### GIVEN REQUEST A:
Could you transcribe the forum passage on ore carrier loading, beginning at the words "So, the practice" and stopping after "( all holds)"?

** Start SOURCE DOCUMENT **

Generally two grades loaded in Sepetiba ( Itabira Fines....Redcar 2,4,6,8,) and Itabira Pellets (Immingham 1,3,5,7,9,,). 
So, the practice had an element of both but should never have been recommended by Charterers. I have an uneasy feeling about the loss of several Ore Carriers loaded in this fashion which may have survived if loaded more homogeneously ( all holds)


----------



## Ventry

Gentlemen,
When the charterer orders alternate hold loading it is difficult to argue. Clearly, they had a vested interest in the loadport and disport to turn the vessel around asap. Ref forces induced due accelerated loading is interesting.
Having loaded Sepetiba on Ore Oil Carriers at the rates mentioned above I was always concerned at the tremendous vibrations experienced and the unseen effect it had on the tank top structures. On the odd occasion that orders were specific to load alternate holds I used to 'protest' to everybody who would listen (Sparky worked overtime). Unfortunately, the arguement back from Charterers and Ops was the the T/C description of the vessel stated by class for '2,4,6, & 8 may be empty'. Rather strange that Japanese Charterers never issued such directives/orders and knowing the mentality of the Japanese Master's I relieved they would ignore such directive in any case and load all holds.

** End SOURCE DOCUMENT **

### GIVEN REQUEST B:
In the records, could you switch "cracker" to "biscuit" in the lines that begin at the line containing "of the purple" and stop after the line containing "x=488, y=307", leaving everything else unchanged? Give only those lines, without the pictures.

** Start EXCERPTED DATA **

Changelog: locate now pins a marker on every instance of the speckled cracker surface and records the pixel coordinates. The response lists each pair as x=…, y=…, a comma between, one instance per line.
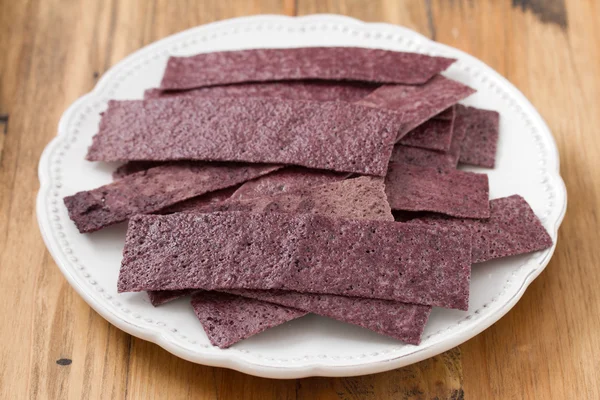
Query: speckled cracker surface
x=481, y=138
x=134, y=166
x=227, y=319
x=512, y=229
x=451, y=192
x=327, y=135
x=304, y=253
x=160, y=297
x=433, y=134
x=286, y=180
x=324, y=63
x=358, y=198
x=400, y=321
x=422, y=157
x=200, y=202
x=417, y=104
x=291, y=90
x=151, y=190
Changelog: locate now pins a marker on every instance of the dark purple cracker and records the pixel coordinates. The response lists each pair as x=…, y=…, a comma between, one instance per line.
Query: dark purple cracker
x=199, y=202
x=447, y=191
x=417, y=104
x=358, y=198
x=400, y=321
x=422, y=157
x=132, y=167
x=322, y=63
x=512, y=229
x=304, y=253
x=154, y=189
x=291, y=90
x=336, y=136
x=286, y=180
x=481, y=139
x=160, y=297
x=227, y=319
x=433, y=134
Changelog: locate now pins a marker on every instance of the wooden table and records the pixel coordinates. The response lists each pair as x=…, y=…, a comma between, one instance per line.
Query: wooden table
x=53, y=346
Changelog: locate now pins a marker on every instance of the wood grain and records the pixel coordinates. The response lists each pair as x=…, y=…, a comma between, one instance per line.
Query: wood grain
x=52, y=345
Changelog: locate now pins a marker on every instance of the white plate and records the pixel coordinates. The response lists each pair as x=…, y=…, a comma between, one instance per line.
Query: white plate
x=527, y=164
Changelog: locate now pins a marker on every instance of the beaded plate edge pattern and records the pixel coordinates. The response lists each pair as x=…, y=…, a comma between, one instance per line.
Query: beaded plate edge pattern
x=170, y=337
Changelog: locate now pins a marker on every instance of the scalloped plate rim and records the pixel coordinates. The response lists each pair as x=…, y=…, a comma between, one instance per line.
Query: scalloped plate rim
x=229, y=360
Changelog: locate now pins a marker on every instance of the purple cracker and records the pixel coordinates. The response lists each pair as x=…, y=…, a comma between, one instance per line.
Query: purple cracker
x=481, y=139
x=132, y=167
x=417, y=104
x=304, y=253
x=433, y=134
x=422, y=157
x=151, y=190
x=286, y=180
x=323, y=63
x=512, y=229
x=328, y=135
x=360, y=198
x=291, y=90
x=400, y=321
x=205, y=200
x=160, y=297
x=446, y=191
x=227, y=319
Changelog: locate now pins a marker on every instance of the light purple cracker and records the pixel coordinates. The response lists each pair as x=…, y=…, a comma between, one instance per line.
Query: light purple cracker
x=325, y=135
x=512, y=229
x=304, y=253
x=205, y=200
x=132, y=167
x=400, y=321
x=365, y=197
x=323, y=63
x=417, y=104
x=359, y=198
x=433, y=134
x=422, y=157
x=154, y=189
x=286, y=180
x=481, y=139
x=227, y=319
x=160, y=297
x=291, y=90
x=447, y=191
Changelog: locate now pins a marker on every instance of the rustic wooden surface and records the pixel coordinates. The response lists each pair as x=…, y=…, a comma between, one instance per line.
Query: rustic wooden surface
x=53, y=346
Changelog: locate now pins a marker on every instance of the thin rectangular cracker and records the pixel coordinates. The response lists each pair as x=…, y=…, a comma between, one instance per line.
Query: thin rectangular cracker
x=401, y=321
x=359, y=198
x=447, y=191
x=417, y=104
x=286, y=180
x=151, y=190
x=366, y=198
x=422, y=157
x=291, y=90
x=323, y=63
x=512, y=229
x=304, y=253
x=481, y=139
x=433, y=134
x=227, y=318
x=325, y=135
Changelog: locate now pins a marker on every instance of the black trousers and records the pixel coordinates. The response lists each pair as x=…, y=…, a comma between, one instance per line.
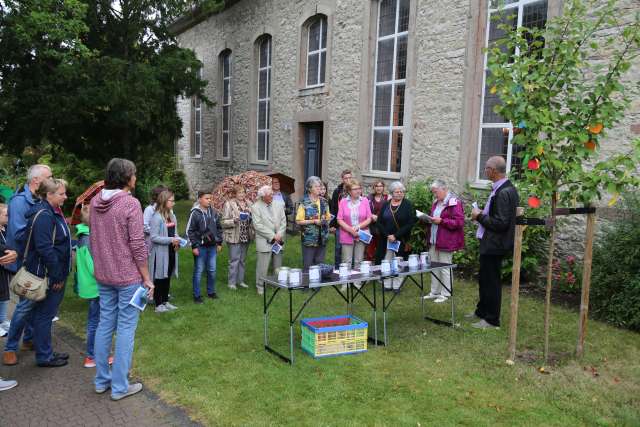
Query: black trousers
x=161, y=291
x=488, y=307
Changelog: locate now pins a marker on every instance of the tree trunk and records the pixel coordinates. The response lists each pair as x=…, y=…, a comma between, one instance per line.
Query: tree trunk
x=515, y=286
x=547, y=300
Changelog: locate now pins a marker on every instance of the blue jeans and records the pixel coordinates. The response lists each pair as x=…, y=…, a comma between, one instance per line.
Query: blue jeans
x=43, y=313
x=338, y=254
x=93, y=317
x=207, y=257
x=4, y=306
x=116, y=315
x=20, y=321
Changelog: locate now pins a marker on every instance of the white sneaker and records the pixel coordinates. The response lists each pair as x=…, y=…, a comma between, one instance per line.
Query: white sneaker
x=161, y=309
x=7, y=384
x=483, y=324
x=133, y=389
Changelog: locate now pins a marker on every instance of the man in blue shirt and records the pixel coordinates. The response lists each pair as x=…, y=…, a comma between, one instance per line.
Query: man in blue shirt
x=19, y=205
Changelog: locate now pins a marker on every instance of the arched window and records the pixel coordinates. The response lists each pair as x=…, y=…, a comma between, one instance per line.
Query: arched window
x=389, y=86
x=196, y=124
x=495, y=132
x=225, y=103
x=316, y=60
x=264, y=99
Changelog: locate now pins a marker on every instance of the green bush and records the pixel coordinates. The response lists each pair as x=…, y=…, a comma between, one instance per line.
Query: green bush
x=534, y=245
x=615, y=288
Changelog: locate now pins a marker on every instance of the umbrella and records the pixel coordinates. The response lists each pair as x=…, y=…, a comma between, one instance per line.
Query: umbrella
x=250, y=180
x=83, y=199
x=287, y=184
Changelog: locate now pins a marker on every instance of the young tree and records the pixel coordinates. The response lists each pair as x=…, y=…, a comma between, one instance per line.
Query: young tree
x=564, y=86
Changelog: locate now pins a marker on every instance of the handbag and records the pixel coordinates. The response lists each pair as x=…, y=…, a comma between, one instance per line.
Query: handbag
x=26, y=284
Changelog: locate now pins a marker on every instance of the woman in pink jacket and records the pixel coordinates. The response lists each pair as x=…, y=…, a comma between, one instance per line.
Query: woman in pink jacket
x=354, y=214
x=445, y=235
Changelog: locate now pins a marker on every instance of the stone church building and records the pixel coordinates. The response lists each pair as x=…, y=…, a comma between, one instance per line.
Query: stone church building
x=391, y=89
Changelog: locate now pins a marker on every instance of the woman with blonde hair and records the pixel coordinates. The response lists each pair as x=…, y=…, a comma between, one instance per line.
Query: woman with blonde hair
x=354, y=215
x=163, y=254
x=238, y=232
x=48, y=254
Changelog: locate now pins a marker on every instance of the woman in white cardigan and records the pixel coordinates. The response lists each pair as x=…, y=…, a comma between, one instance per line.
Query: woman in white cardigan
x=163, y=253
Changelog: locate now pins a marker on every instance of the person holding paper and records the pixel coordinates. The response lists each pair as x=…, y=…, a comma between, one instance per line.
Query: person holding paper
x=120, y=267
x=376, y=201
x=313, y=217
x=396, y=220
x=270, y=224
x=496, y=230
x=238, y=233
x=163, y=253
x=445, y=235
x=354, y=215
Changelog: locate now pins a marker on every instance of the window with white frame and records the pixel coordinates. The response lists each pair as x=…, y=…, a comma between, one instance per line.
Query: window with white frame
x=196, y=124
x=225, y=147
x=495, y=132
x=264, y=98
x=317, y=52
x=389, y=87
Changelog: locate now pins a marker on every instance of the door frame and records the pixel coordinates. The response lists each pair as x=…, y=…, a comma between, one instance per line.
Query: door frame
x=300, y=120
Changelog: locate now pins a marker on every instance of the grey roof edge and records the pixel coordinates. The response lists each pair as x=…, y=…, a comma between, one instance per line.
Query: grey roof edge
x=196, y=16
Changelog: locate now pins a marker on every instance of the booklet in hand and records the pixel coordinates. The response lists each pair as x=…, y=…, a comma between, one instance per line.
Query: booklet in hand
x=139, y=299
x=364, y=236
x=393, y=246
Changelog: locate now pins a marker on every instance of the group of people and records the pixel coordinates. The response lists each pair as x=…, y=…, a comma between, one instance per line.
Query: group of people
x=120, y=250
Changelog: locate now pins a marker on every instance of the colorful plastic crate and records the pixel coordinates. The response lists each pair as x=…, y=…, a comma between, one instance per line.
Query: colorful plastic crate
x=333, y=336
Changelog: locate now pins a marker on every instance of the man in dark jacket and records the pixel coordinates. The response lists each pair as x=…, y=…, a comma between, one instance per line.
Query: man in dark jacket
x=21, y=202
x=338, y=194
x=497, y=223
x=205, y=234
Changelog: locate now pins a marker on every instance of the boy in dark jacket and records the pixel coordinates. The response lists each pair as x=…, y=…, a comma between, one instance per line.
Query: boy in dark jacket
x=205, y=234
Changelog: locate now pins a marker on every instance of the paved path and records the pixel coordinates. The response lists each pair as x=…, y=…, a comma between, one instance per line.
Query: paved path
x=65, y=397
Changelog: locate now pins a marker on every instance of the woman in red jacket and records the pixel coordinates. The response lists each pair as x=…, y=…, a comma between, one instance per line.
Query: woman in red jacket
x=445, y=235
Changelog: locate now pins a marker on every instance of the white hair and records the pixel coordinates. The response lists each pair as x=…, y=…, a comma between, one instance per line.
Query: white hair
x=396, y=185
x=36, y=171
x=439, y=183
x=265, y=190
x=311, y=181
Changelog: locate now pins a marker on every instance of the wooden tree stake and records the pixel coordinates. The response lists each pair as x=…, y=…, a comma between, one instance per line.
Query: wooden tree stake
x=586, y=283
x=547, y=299
x=515, y=287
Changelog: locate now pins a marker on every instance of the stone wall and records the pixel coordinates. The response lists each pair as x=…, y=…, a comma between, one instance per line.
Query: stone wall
x=441, y=84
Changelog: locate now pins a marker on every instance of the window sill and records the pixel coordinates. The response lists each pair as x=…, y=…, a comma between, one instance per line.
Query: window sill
x=315, y=90
x=383, y=175
x=259, y=165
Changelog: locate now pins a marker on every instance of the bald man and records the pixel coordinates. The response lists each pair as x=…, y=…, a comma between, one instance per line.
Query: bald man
x=497, y=223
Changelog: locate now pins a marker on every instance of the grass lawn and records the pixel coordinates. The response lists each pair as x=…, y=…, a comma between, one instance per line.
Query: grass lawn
x=209, y=359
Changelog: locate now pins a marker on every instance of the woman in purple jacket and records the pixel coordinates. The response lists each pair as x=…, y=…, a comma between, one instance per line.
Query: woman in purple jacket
x=445, y=235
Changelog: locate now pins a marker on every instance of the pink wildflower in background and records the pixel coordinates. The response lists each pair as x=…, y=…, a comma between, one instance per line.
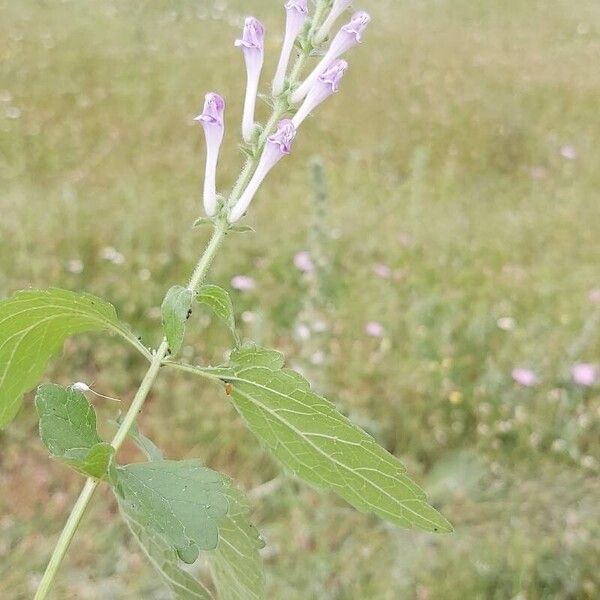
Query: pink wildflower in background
x=569, y=152
x=525, y=377
x=303, y=262
x=382, y=271
x=585, y=374
x=594, y=296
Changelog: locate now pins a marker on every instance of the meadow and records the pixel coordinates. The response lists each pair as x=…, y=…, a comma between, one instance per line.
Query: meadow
x=459, y=232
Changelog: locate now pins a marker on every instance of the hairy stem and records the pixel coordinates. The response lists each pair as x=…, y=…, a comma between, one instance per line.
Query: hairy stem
x=157, y=357
x=90, y=486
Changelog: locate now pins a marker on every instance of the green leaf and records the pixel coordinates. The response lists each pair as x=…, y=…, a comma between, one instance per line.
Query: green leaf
x=175, y=312
x=236, y=564
x=33, y=327
x=219, y=301
x=68, y=430
x=312, y=439
x=181, y=501
x=146, y=445
x=164, y=560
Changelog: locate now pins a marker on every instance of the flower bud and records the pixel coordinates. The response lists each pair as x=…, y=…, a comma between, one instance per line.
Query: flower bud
x=212, y=122
x=327, y=84
x=278, y=145
x=253, y=46
x=297, y=13
x=347, y=37
x=339, y=6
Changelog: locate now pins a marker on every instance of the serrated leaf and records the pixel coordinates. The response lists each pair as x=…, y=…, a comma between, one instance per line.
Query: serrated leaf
x=219, y=301
x=236, y=564
x=33, y=327
x=68, y=430
x=180, y=501
x=317, y=443
x=175, y=311
x=164, y=560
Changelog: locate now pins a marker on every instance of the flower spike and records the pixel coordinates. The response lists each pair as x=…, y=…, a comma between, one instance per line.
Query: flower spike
x=253, y=46
x=278, y=145
x=297, y=13
x=327, y=83
x=339, y=6
x=348, y=36
x=212, y=121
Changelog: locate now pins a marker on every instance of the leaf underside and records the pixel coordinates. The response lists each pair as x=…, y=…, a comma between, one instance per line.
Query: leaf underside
x=175, y=312
x=68, y=430
x=318, y=444
x=236, y=564
x=180, y=501
x=33, y=327
x=219, y=301
x=165, y=560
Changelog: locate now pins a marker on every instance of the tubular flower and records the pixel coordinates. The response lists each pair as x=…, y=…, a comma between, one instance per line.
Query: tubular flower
x=348, y=36
x=297, y=13
x=211, y=120
x=278, y=145
x=339, y=6
x=253, y=45
x=327, y=83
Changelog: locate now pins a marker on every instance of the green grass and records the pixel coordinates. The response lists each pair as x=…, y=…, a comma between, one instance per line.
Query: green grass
x=443, y=159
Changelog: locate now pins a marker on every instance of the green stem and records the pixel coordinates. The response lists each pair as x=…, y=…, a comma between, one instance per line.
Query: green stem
x=64, y=541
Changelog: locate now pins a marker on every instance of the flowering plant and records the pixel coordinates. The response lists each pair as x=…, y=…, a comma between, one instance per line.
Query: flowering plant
x=177, y=509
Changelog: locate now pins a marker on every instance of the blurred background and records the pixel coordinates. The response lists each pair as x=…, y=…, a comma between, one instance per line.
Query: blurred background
x=435, y=272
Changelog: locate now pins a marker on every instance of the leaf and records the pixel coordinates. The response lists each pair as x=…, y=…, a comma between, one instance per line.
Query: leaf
x=33, y=327
x=175, y=312
x=68, y=430
x=164, y=560
x=146, y=445
x=181, y=501
x=219, y=301
x=312, y=439
x=236, y=564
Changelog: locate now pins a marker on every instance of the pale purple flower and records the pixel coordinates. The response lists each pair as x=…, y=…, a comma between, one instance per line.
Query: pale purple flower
x=304, y=262
x=382, y=271
x=594, y=296
x=348, y=36
x=525, y=377
x=569, y=152
x=326, y=84
x=278, y=145
x=374, y=329
x=585, y=374
x=212, y=122
x=253, y=46
x=339, y=6
x=297, y=13
x=243, y=283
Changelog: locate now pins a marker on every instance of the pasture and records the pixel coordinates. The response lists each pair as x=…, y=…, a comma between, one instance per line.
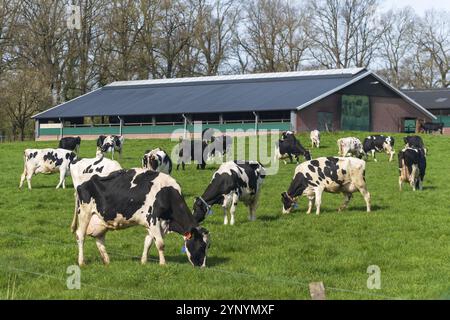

** End EXCERPTED DATA **

### EXPECTED ANSWER A:
So, the practice had an element of both but should never have been recommended by Charterers. I have an uneasy feeling about the loss of several Ore Carriers loaded in this fashion which may have survived if loaded more homogeneously ( all holds)

### EXPECTED ANSWER B:
Changelog: locate now pins a marker on every instance of the purple biscuit and records the pixel coordinates. The response lists each pair as x=…, y=…, a comma between, one instance per line.
Query: purple biscuit
x=481, y=139
x=132, y=167
x=417, y=104
x=304, y=253
x=433, y=134
x=422, y=157
x=151, y=190
x=286, y=180
x=323, y=63
x=512, y=229
x=328, y=135
x=360, y=198
x=291, y=90
x=400, y=321
x=205, y=200
x=160, y=297
x=446, y=191
x=227, y=319
Changelog: locate now pins a marker on every instance of the light purple biscuit and records the pixel coordinates. The response lists each pair as x=…, y=…, a comma between, one instance per line.
Query: light purple biscuit
x=325, y=135
x=512, y=229
x=304, y=253
x=205, y=200
x=132, y=167
x=400, y=321
x=365, y=197
x=323, y=63
x=417, y=104
x=359, y=198
x=433, y=134
x=422, y=157
x=154, y=189
x=286, y=180
x=481, y=139
x=227, y=319
x=160, y=297
x=291, y=90
x=447, y=191
Changelog: locate now pins a marker on every instance of the rustic wooden surface and records the pixel coordinates. The response lists each pair as x=…, y=…, a comma between, one instance per line.
Query: rustic wooden surface
x=53, y=346
Changelog: locate now pins a marker on every instance of the thin rectangular biscuit and records the pixel coordinates. The response lists each pair as x=…, y=…, a comma between, one instance per line.
Query: thin rectangular biscuit
x=401, y=321
x=359, y=198
x=447, y=191
x=417, y=104
x=286, y=180
x=151, y=190
x=366, y=198
x=422, y=157
x=291, y=90
x=323, y=63
x=512, y=229
x=304, y=253
x=481, y=139
x=433, y=134
x=227, y=318
x=325, y=135
Changelog: locate now pins a marker on every instance of the black trousers and records the pixel coordinates. The response lists each pair as x=…, y=…, a comma between, one instance per line.
Query: black trousers
x=161, y=291
x=488, y=307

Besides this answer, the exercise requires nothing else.